Work to complete: Using the records below, copy out exactly the line that contains "is the brown" and every line that follows it, up to and including the last, and no others.

Records shown:

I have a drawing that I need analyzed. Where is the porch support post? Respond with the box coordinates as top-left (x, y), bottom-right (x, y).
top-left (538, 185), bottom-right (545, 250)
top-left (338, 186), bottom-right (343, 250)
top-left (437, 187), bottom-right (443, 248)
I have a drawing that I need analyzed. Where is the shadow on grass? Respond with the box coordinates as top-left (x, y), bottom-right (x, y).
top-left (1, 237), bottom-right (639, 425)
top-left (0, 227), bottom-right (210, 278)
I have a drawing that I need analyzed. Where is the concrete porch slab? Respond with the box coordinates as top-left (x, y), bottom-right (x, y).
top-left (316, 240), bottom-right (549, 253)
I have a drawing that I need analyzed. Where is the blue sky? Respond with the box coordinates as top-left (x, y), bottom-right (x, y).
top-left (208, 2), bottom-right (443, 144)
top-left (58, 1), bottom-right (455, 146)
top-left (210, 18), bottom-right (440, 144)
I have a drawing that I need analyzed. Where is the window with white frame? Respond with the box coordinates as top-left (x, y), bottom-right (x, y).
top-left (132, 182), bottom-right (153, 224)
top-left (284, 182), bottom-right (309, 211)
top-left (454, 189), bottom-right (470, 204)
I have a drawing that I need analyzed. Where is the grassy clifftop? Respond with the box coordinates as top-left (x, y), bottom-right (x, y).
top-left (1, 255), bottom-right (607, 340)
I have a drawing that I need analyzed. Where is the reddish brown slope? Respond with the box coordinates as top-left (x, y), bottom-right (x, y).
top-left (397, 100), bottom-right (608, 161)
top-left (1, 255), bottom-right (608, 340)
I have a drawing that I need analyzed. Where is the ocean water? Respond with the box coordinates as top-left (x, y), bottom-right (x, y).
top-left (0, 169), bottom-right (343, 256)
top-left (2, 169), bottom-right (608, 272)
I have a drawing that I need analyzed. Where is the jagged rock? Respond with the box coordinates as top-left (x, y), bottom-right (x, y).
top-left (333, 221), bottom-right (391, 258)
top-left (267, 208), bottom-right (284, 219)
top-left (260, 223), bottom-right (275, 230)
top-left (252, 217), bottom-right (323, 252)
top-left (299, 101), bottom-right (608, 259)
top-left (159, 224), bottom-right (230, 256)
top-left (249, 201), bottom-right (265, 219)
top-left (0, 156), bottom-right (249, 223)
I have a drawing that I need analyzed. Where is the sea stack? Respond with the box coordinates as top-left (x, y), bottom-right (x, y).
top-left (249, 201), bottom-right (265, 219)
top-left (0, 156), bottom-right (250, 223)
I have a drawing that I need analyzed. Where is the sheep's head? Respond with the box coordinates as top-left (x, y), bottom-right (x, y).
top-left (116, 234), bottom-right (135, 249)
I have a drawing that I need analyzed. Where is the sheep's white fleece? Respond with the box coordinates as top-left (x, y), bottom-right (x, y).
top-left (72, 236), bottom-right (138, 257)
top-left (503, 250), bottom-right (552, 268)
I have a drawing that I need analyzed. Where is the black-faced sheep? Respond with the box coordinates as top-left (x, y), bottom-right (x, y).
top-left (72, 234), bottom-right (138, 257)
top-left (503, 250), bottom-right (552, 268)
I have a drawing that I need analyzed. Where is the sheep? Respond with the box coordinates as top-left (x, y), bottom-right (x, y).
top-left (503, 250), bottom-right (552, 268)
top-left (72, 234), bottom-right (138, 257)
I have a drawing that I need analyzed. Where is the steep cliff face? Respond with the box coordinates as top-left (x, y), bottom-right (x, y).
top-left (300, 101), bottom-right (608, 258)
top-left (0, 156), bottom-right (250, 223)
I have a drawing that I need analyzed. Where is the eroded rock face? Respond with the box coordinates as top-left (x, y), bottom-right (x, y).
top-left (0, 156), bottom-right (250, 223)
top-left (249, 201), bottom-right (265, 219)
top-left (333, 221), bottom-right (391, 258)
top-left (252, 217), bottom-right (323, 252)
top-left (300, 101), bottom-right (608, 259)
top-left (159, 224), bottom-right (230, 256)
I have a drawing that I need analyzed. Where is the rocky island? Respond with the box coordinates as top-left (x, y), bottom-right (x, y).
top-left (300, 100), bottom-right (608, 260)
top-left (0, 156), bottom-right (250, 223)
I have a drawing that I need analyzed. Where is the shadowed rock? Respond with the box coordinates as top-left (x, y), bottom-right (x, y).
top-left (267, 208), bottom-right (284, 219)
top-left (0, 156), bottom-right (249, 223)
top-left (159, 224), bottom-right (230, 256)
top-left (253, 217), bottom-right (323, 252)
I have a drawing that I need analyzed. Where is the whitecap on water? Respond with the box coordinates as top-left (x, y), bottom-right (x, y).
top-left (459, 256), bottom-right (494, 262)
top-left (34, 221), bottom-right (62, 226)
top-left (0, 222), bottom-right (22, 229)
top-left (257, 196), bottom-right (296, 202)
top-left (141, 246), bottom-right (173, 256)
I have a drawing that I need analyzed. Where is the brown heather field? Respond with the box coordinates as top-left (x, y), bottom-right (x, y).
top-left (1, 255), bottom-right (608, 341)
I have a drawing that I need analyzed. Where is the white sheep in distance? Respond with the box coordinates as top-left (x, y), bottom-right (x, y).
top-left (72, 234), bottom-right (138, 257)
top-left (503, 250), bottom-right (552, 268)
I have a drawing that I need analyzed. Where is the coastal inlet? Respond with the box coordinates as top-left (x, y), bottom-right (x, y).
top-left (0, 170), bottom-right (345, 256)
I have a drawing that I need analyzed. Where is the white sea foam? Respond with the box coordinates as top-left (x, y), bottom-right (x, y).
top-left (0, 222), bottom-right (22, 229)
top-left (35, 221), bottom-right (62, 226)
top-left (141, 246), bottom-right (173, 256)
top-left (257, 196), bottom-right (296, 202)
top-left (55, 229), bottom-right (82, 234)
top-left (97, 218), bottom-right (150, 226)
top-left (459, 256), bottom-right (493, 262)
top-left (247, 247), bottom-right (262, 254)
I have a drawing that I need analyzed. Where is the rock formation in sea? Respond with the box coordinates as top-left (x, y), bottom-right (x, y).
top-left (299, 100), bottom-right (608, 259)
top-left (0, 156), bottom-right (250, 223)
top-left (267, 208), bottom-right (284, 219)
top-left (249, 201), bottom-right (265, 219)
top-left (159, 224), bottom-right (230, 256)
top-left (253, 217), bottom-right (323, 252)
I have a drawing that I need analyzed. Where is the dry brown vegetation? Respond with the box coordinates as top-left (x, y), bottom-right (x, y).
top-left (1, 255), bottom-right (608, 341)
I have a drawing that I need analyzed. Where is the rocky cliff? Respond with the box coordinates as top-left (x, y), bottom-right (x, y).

Reply:
I have a drawing that I need analyzed. Where is the brown heather field? Respond with the box coordinates as top-left (x, y), bottom-right (x, y).
top-left (1, 255), bottom-right (608, 341)
I have a drawing that I need analyzed. Where is the white sheep in distance? Respond with the box coordinates as top-left (x, y), bottom-right (x, y).
top-left (72, 234), bottom-right (138, 257)
top-left (503, 250), bottom-right (552, 268)
I have a drawing that I need analyzed. Where is the coastal inlet? Respond with the box coordinates as top-left (x, y), bottom-right (x, y).
top-left (0, 170), bottom-right (345, 256)
I have a drawing that I need analyzed. Where is the white sea foam? Respond with the box coordinates as top-left (x, y), bottom-right (x, y).
top-left (0, 222), bottom-right (22, 229)
top-left (35, 221), bottom-right (62, 226)
top-left (141, 246), bottom-right (173, 256)
top-left (257, 196), bottom-right (296, 202)
top-left (55, 229), bottom-right (82, 234)
top-left (97, 218), bottom-right (150, 226)
top-left (459, 256), bottom-right (493, 262)
top-left (247, 247), bottom-right (262, 254)
I have a drawing that I need analyzed. Where is the rock formation in sea? Respond with the box coordinates as top-left (x, y), bottom-right (x, y).
top-left (299, 100), bottom-right (608, 259)
top-left (0, 156), bottom-right (250, 223)
top-left (267, 208), bottom-right (284, 219)
top-left (249, 201), bottom-right (265, 219)
top-left (159, 224), bottom-right (230, 256)
top-left (253, 217), bottom-right (323, 252)
I have a drawing that I need analyzed. Where is the dry brown vegetation? Respond with the box coordinates as top-left (x, y), bottom-right (x, y).
top-left (1, 255), bottom-right (608, 341)
I have a drawing that I need analyzed. Where is the rocky cliff? Respond with the box coordinates as top-left (x, y), bottom-right (x, y).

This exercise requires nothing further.